"""

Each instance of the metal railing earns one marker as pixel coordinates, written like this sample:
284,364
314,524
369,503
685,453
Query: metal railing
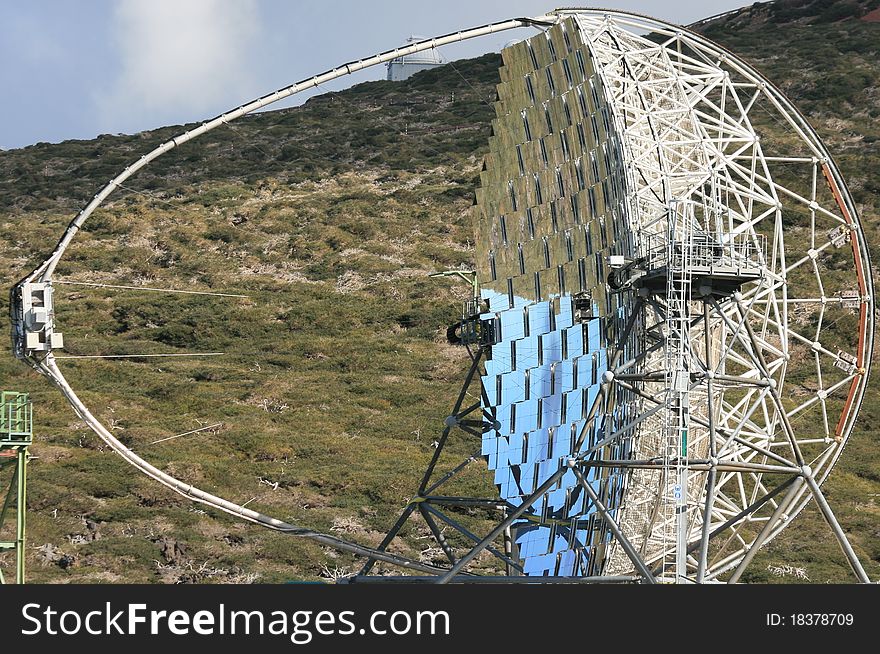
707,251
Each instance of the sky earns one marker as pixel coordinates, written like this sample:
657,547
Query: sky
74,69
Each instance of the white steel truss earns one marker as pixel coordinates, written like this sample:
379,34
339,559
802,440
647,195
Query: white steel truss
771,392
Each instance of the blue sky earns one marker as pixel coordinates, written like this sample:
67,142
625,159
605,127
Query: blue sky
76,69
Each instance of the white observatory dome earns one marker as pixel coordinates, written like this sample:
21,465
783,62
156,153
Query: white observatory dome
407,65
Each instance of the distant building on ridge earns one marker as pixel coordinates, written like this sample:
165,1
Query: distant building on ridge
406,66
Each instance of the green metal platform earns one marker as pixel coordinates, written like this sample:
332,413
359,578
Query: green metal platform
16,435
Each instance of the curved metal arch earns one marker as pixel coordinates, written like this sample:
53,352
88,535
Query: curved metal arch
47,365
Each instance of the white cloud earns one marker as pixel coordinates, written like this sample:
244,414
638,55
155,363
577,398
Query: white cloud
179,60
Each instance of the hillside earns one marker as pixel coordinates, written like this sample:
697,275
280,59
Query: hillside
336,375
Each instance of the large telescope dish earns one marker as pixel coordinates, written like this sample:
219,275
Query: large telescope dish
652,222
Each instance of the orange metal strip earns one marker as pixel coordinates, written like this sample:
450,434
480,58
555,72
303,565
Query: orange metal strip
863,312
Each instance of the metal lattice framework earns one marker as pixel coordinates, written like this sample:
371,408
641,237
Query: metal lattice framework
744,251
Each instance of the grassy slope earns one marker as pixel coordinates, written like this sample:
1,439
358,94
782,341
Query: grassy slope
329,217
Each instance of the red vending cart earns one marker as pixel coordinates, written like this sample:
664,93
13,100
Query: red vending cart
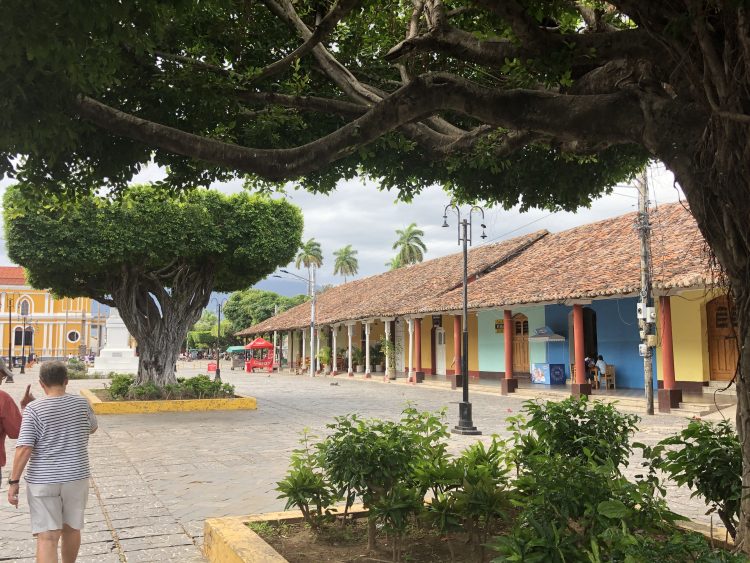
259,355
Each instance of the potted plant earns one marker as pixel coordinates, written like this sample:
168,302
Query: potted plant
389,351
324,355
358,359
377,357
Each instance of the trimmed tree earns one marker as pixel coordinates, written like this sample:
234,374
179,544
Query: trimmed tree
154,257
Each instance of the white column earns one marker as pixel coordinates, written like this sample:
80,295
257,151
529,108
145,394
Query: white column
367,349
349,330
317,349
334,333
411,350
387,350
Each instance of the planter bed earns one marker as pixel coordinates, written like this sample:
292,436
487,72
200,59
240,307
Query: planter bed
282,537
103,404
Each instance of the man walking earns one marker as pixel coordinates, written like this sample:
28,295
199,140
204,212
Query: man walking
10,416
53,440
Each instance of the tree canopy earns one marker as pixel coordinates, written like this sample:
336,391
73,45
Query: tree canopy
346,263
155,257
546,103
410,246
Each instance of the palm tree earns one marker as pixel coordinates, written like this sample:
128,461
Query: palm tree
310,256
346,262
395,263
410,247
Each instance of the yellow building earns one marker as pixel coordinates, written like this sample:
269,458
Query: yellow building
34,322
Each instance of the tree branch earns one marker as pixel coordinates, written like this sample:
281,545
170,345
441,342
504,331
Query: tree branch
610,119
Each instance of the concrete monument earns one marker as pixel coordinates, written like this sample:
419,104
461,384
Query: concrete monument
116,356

"""

Write out the material above exactly, and omit the pictures it holds.

**WRITTEN ANSWER:**
Each instance of the metal railing earns one marker as pixel coordinates, written like this sample:
284,364
314,524
369,503
685,453
Query: metal railing
707,251
Each instance of the sky earns one marker as pixel coordinates, written like this sample:
657,547
Query: sky
74,69
Each instance of the white steel truss earns one marker as pixel coordinates, written like this sample:
379,34
339,559
802,440
647,195
Query: white steel truss
771,392
Each instance of the blue sky earns one marker as pixel coordinates, written like this sample:
67,142
625,159
605,127
Query: blue sky
76,69
Each instance of the white observatory dome earns one marker as pixel coordinates, written like this sample:
21,465
783,62
156,153
Query: white observatory dome
407,65
Each instance of the distant building on ridge earns one marker as pixel coordinates, written like this sample:
165,1
Query: distant building on ridge
406,66
Each instance of the green metal platform earns one marker as pixel coordinates, written like this sample:
332,413
359,578
Query: green metal platform
16,435
Each instance of the curved metal arch earns one marker as pixel coordinates, written like this sample:
53,352
88,535
Query: curved metal arch
47,365
Each instance of the white cloud earns one marker as pixel coordinates, written like this sample:
244,414
638,55
155,363
577,398
Query: white cloud
179,60
Each instance of the hillside earns one marker as pixel coordinates, written like this sample:
697,275
280,59
Query: hillside
336,375
Each instance of the large telescope dish earns one marker as pixel coordinates, written like this sample:
219,275
Query: large telescope dish
652,222
Each instance of the orange metal strip earns one marker as pixel coordinates, written like this sample:
450,434
480,58
555,72
303,565
Query: orange metal strip
863,312
Each instance of the metal lattice framework earns one marker as pixel coordinates, written like this sample:
371,408
641,237
Query: metal lattice framework
744,251
Each instance of the grassy slope earns one marker as pixel coordinates, written like this sample:
1,439
358,94
782,341
Query: grassy slope
329,217
Each instance of the red vending cart earns one marker as pixel coordinates, written like this sample:
664,93
13,100
Query: red vending cart
259,355
Each instance of the potted plant earns one marker as pixel coordinates, written like this sample:
168,302
Query: potted plant
389,351
324,355
358,359
377,357
Each instance of the trimmed tree earns one marker as pixel coordinates, written like this sample:
234,374
179,544
Query: trimmed tree
154,257
Each instance of the white column earns one marker as pixel coordinates, written like this sample:
80,295
257,151
529,108
145,394
Query: white column
367,349
349,330
317,349
334,333
411,350
387,350
Each instance of the planter bed earns one marker as pixel coordinates, written like this sample:
292,436
487,72
200,59
240,307
Query: planter bed
282,537
103,404
Each instance of the man walking earns one marker as pixel coordinates, written like this sample:
28,295
199,140
204,212
Query: man walking
10,416
53,440
Each instance of the tree canopy earns one marker as pixel coordinates, written like this sample:
336,391
73,45
Query: tree canopy
346,263
155,257
546,103
410,246
Each instance of the palm tree earns one marker as pixel coordinates, written like this sample:
128,461
Query: palm tree
310,256
346,262
395,263
410,247
Each instance of the yellow building earns one marker as pixel coordinates, written like this sample:
269,458
Query: yellow building
34,322
Each instance of the tree branch earns one marker as pixel coordinates, written like this sample:
281,545
170,345
441,342
504,331
Query: tree branch
610,119
Each instance of the concrete monument earns one marker as pixel coordinates, written like this sample:
419,104
461,384
Query: concrete monument
116,356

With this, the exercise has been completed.